__Instructions__.
A: Please revise the passage about addiction, starting with "The Church has" and going on through "Love you friend.", replacing "videos" with "films".
B: In the passage about addiction, how old was the writer's mother when she died?

__Excerpt__.
[Start of section]

The Church has also just launched an excellent series of videos on the Twelve Steps. They’re raw and hard to watch if this is effecting you or someone you love. But they are very good.
Alcoholics Anonymous and Narcotics Anonymous are both established organizations that do a lot of good in the world. They are free, anonymous, and they work.
If you are a family member or loved one of an addict, please consider your own support. Al-Anon is 12-step AA affiliated support and provides tools and support for families and friends. I have personally used this program and can testify to the tremendous good it can do in healing and helping.
Tracy, this is haunting and beautiful, and another part of their father’s story. I pray that you and your family have found some degree of peace in your new normal. Love you friend.
Side note…we love Cache Valley. My John is from there too and where we were married, where we became us 😊
Thank you for your beautiful words. My heart and prayers are with you and your children. I know all too well the pains of addiction, as I lost both of my parents to it a year and a half apart when I was a child at the ages of 9 and 11. My mother, an alcoholic, died at the young age of 38 to this crippling disease, and my father, a heroin addict, was only 46. I had seen my father, too, in and out of rehabs, and at the end when it was just he and I, we lived in a half-way house together, at the kindness of the program directors who knew I truly had nowhere else to go. In the short time I had with my parents, among many other evils of addiction, I too witnessed resuscitations and seizures and overdoses, that no child should ever have to see.

[End of section]

__Data under study__.
[Start of section]

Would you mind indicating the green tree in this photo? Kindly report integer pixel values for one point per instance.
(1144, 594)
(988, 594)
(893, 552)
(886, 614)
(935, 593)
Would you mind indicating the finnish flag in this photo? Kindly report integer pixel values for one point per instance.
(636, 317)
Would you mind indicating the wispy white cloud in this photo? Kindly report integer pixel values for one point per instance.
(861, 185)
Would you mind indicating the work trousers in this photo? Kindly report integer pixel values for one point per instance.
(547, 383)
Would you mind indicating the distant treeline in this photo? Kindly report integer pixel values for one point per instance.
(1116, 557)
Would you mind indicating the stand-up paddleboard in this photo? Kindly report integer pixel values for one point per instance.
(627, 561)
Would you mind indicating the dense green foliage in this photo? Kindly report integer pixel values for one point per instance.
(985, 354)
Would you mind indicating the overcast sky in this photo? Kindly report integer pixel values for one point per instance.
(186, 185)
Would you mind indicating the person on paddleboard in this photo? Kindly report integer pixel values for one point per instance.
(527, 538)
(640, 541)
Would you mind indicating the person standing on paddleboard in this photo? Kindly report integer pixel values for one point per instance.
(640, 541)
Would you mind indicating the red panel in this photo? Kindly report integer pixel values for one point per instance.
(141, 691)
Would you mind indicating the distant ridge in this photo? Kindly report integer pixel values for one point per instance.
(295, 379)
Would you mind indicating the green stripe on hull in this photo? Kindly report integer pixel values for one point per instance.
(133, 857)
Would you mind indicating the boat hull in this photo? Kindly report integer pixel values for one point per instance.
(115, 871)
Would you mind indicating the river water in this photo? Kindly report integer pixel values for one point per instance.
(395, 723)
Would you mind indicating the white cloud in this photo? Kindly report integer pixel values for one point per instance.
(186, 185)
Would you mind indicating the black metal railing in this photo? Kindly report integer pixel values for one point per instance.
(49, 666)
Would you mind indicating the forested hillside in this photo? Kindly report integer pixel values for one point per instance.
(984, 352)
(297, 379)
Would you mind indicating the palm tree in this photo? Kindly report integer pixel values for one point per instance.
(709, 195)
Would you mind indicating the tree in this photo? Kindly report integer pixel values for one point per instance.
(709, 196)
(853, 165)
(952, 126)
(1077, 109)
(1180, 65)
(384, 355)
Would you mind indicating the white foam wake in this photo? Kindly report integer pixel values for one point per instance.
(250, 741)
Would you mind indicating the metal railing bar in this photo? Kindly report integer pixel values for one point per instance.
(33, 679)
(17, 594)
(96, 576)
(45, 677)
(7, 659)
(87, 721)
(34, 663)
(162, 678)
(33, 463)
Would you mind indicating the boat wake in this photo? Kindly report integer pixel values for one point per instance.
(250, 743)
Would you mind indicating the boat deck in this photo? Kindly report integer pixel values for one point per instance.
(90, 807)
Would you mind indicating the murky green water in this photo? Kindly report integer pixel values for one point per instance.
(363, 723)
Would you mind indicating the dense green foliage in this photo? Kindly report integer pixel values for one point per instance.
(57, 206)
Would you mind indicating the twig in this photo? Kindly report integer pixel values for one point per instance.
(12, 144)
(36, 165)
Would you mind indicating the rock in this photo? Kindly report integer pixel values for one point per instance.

[End of section]

__List of answers__.
A:
The Church has also just launched an excellent series of films on the Twelve Steps. They’re raw and hard to watch if this is effecting you or someone you love. But they are very good.
Alcoholics Anonymous and Narcotics Anonymous are both established organizations that do a lot of good in the world. They are free, anonymous, and they work.
If you are a family member or loved one of an addict, please consider your own support. Al-Anon is 12-step AA affiliated support and provides tools and support for families and friends. I have personally used this program and can testify to the tremendous good it can do in healing and helping.
Tracy, this is haunting and beautiful, and another part of their father’s story. I pray that you and your family have found some degree of peace in your new normal. Love you friend.

B: 38